作業内容:
(A) 国際分散投資についての文章を読み、次の問いに答えてください。
(i) 資産や銘柄のほかに、何を分散させることができると述べられていますか。
(ii) タザキ氏が運営するチャンネルの登録者数はどのように記されていますか。
(iii) 大半の日本人家計の資産は、どのような資産に偏っているとされていますか。
(B) 国際分散投資についての文章を、最後の文に続けて書き継いでください。

対象の文章:
- - -

はじめに

投資のリスクを減らす方法のひとつとして「分散投資」があり、資産や銘柄だけではなく、地域も分散させることができます。

登録者数10万人超えのYouTube・聞いてわかる投資本要約チャンネルを運営するタザキ( @tazaki_youtube )氏の著書『お金の名著200冊を読破してわかった!投資の正解』(クロスメディア・パブリッシング)より、一部を抜粋・編集して国際分散投資について解説します。


日本人の資産は、円建て資産に偏りがち

大半の日本人家計の資産は、あまりにも円建ての資産に偏っています。現預金は円で保有するのが当たり前、株といえば日本株を買うのが当たり前、と考える人が大半です。窓口で証券マンから「米国株がいいですよ!」なんて言われれば「ちょっと異端な営業マンだ」と感じるのが、普通の日本人です。

- - -

一覧の抜粋:
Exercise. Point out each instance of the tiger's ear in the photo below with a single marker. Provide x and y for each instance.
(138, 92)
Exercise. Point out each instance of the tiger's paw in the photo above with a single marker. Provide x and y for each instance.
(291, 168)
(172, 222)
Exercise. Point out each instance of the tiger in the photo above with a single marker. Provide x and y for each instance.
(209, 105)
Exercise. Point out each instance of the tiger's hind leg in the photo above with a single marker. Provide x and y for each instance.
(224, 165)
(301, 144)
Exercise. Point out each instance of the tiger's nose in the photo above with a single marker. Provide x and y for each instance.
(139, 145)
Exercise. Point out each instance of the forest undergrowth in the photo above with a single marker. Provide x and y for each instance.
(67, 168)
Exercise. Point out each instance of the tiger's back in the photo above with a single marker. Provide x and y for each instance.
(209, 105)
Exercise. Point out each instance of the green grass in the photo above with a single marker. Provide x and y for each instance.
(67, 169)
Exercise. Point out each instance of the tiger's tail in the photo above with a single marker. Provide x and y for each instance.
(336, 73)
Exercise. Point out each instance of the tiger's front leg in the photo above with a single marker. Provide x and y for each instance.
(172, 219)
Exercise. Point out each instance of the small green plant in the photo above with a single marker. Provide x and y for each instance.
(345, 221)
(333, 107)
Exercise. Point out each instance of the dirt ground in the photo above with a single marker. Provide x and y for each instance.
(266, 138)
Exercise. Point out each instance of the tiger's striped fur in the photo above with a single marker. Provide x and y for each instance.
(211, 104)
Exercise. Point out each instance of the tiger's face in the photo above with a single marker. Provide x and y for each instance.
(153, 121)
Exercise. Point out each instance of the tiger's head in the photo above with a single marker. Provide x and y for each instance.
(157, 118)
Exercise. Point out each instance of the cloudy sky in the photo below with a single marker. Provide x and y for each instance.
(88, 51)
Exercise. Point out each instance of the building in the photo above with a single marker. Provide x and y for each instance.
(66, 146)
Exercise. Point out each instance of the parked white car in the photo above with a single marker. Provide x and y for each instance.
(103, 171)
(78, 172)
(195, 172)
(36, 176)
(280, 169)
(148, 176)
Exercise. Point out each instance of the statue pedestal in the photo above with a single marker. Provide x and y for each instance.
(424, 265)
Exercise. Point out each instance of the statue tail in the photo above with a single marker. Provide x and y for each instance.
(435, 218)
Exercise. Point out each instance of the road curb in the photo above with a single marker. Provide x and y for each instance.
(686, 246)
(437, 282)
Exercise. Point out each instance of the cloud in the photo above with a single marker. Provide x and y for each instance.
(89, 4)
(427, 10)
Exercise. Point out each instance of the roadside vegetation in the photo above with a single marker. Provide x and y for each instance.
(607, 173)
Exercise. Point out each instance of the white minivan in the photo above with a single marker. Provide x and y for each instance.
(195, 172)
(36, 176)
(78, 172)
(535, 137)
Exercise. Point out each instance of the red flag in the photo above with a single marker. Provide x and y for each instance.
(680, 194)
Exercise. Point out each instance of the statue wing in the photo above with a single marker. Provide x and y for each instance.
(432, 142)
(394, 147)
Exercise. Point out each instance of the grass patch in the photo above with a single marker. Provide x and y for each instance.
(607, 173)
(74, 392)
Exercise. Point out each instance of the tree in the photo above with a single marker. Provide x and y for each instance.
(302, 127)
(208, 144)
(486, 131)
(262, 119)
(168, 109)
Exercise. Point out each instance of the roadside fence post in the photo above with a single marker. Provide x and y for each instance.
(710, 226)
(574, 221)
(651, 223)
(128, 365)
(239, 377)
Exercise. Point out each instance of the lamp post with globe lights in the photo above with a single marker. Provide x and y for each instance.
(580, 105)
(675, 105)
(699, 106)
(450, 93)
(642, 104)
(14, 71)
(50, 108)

- - -

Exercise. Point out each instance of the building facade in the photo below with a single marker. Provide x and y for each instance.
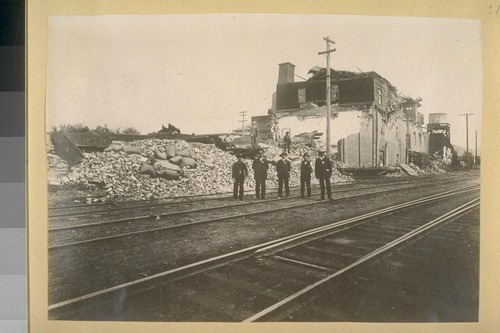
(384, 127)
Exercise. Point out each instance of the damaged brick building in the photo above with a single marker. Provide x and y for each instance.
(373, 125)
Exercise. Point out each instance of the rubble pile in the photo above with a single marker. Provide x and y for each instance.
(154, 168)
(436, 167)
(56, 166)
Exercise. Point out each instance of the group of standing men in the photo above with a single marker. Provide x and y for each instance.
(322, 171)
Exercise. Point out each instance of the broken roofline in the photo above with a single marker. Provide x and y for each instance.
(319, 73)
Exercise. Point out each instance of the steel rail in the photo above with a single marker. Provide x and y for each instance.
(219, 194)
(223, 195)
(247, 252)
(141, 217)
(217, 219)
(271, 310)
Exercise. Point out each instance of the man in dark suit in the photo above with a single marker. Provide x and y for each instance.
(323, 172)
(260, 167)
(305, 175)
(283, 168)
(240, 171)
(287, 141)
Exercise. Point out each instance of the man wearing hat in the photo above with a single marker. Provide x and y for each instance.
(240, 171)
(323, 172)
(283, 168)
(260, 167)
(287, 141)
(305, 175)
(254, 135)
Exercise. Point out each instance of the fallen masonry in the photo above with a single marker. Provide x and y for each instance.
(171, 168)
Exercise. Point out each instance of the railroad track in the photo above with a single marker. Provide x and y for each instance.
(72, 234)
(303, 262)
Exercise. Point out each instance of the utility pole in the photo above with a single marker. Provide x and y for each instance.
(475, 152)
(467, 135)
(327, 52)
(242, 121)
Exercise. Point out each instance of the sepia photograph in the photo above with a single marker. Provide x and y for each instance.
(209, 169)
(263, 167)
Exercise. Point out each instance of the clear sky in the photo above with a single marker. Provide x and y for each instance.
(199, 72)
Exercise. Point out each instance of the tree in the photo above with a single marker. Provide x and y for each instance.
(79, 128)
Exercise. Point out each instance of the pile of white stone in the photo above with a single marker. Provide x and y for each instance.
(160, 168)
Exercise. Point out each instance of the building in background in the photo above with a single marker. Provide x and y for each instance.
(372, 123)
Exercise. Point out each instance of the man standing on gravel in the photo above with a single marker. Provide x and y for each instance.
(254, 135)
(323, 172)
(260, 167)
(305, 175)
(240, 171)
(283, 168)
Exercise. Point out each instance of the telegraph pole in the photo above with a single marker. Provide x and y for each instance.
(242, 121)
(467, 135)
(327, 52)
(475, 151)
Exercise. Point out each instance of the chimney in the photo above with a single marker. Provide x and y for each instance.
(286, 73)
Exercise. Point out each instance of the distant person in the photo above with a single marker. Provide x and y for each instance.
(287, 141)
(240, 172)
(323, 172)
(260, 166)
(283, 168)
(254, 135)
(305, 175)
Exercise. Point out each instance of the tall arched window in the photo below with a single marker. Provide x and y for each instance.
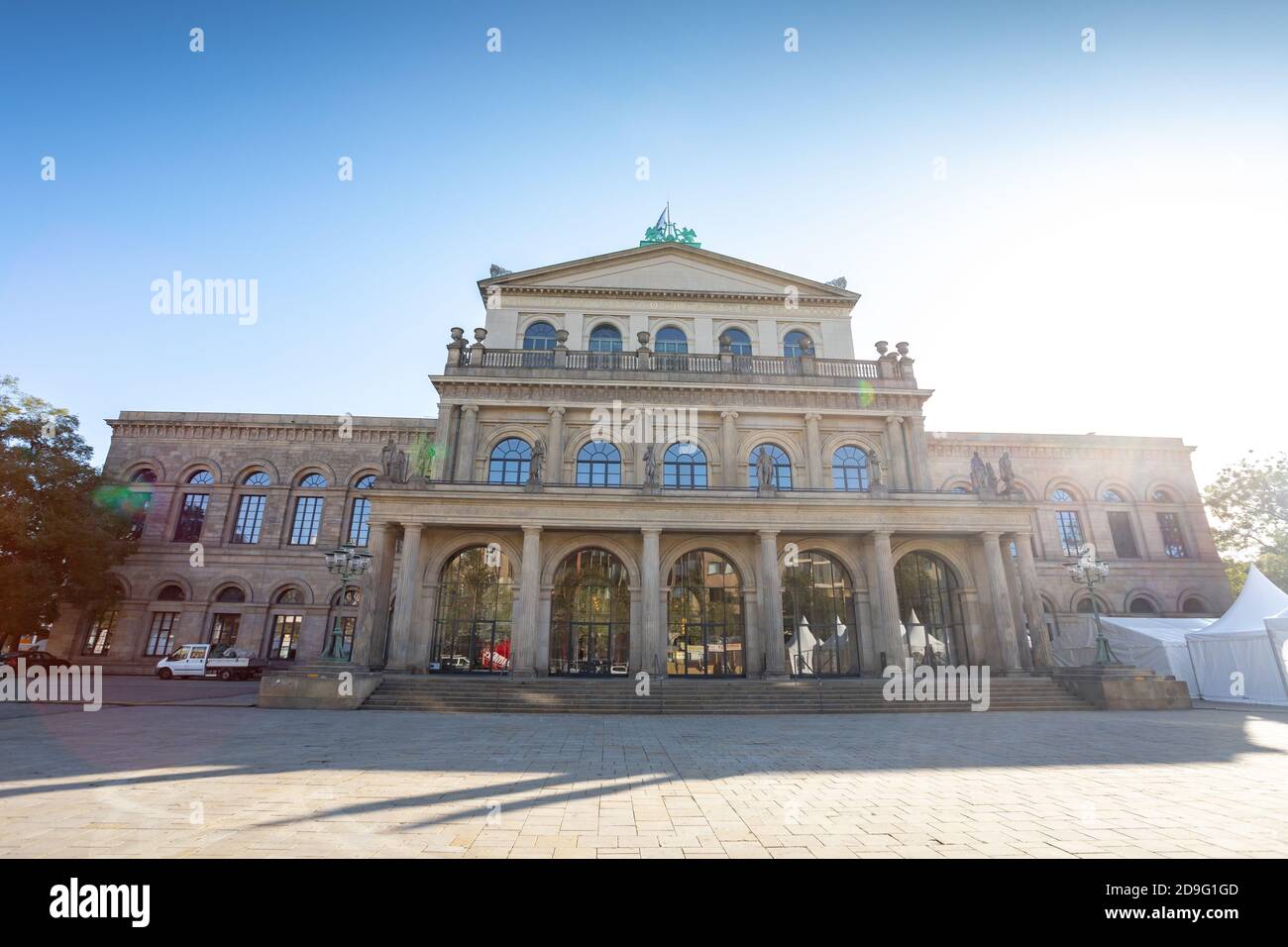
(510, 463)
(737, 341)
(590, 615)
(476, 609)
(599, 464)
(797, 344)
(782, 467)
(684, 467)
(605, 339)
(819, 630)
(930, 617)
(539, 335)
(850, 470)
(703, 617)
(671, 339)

- - -

作業の解答:
(A)
(i) 地域
(ii) 10万人超え
(iii) 円建ての資産

(B)
このような「ホームカントリーバイアス」がかかるのは、なにも日本人だけではありません。日本人が円建ての資産に偏るように、アメリカ人なら自国のドル建て資産に偏ってしまいます。しかし正しい分散をおこなうには、まず「ホームカントリーバイアス」を排除し、世界に目を向けることが重要です。

それに今は、ものすごく簡単に対外資産に投資できる環境が整っています。外貨預金でもいいのですが、株式などのリスク資産にも簡単に分散投資ができます。例えば、前述の楽天VTI。楽天証券口座にあなたの「円」を入れてこの投資信託を購入すれば、「ファンド内で勝手に米ドルに両替してVTIという海外ETFを購入してくれる」のです。仮の話ですが、今後円安が進行して1ドル=130円(2022年5月現在)から1ドル=260円になったとすると、中身の株価が動いていなかったとしても、ファンドの基準価額は2倍になります。

もし国内資産にしか投資していなければ、単純にドルに対しての購買力が半分になってしまいますが、外国の資産を買っておけばそういった事態も防げます。それを円建てで購入できるのは、とても便利です。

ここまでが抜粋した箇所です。